-- What is needed --
Reproduce verbatim the lines starting at the one containing "of the bear's" and ending with the final line below, and output nothing else.

-- Extracted material --
:::
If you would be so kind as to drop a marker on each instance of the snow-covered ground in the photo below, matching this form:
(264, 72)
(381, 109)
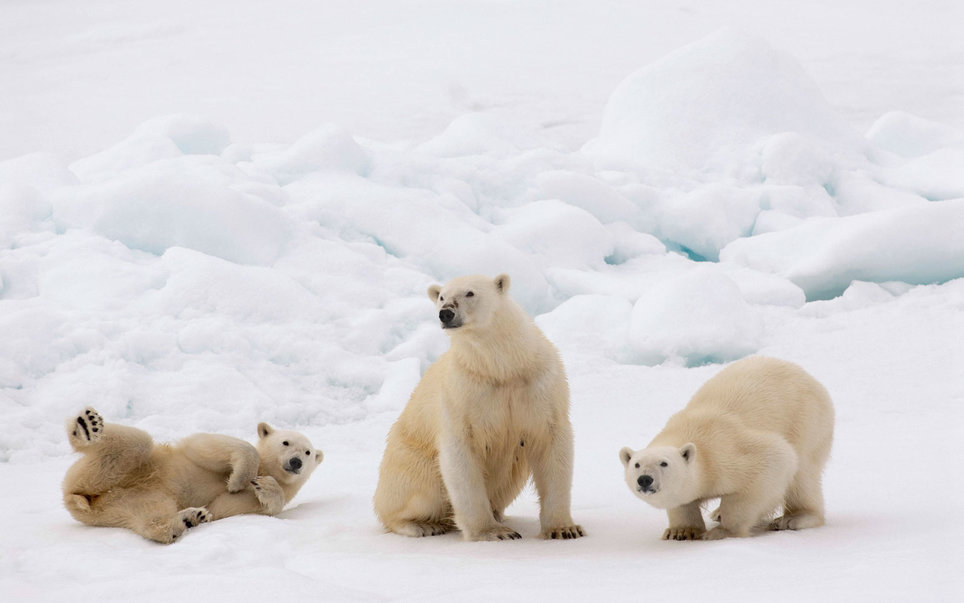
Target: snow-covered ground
(213, 214)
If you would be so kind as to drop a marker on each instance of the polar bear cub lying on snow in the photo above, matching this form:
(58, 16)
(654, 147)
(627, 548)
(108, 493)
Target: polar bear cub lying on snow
(757, 436)
(126, 480)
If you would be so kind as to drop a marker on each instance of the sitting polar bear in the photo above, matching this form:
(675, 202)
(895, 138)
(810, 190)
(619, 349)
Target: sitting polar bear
(126, 480)
(490, 412)
(757, 436)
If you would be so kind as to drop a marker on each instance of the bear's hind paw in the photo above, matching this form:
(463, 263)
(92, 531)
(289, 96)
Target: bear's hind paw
(563, 533)
(194, 516)
(88, 427)
(683, 533)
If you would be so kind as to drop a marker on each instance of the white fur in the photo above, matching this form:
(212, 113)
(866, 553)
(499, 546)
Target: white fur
(124, 479)
(493, 410)
(757, 436)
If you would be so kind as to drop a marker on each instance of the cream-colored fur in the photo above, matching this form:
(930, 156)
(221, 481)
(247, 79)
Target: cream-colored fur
(757, 436)
(126, 480)
(490, 412)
:::
-- Exercise answer --
If you would be so kind as to drop a marker on each instance of the bear's hind paw in the photo above, matching this form:
(463, 263)
(92, 531)
(289, 96)
Target: bear's hind paw
(563, 533)
(194, 516)
(88, 427)
(683, 533)
If you would be so kind as to drop a marker on each instance of the white fur in the photo above, matching this form:
(212, 113)
(866, 553)
(499, 546)
Target: white fur
(124, 479)
(493, 410)
(757, 436)
If you would be so kind as to drop a marker on each instance of the cream-colored fur in the photo above, matching this form:
(930, 156)
(221, 481)
(247, 79)
Target: cream-colored fur
(757, 436)
(126, 480)
(490, 412)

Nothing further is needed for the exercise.